EXERCISE AIM: Return every line of the material below that contains the word "officer".

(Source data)
----

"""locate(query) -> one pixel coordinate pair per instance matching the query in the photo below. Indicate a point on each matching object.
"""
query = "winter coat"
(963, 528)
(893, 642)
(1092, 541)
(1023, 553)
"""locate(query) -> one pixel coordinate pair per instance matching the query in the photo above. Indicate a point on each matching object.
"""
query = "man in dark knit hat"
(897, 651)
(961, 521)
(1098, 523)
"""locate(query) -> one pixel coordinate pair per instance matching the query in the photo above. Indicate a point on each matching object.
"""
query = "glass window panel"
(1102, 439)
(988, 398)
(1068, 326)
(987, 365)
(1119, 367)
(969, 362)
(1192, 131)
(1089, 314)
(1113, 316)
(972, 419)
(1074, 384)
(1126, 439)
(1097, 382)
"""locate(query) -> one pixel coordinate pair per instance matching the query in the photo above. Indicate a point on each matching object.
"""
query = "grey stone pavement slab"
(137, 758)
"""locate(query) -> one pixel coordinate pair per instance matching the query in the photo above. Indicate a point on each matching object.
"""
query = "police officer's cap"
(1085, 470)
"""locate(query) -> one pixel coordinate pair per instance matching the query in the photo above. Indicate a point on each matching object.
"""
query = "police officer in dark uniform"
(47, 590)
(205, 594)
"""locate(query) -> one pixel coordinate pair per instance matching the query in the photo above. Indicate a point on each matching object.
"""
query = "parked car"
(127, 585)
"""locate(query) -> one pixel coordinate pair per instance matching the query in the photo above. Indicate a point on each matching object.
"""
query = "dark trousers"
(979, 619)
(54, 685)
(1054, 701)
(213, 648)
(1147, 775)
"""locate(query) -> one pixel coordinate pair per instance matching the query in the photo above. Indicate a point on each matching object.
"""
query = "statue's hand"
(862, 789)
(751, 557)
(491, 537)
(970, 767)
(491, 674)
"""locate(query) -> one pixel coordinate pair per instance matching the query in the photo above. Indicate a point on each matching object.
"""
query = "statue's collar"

----

RESULT:
query = "police officer's cap"
query = "police officer in dark uniform"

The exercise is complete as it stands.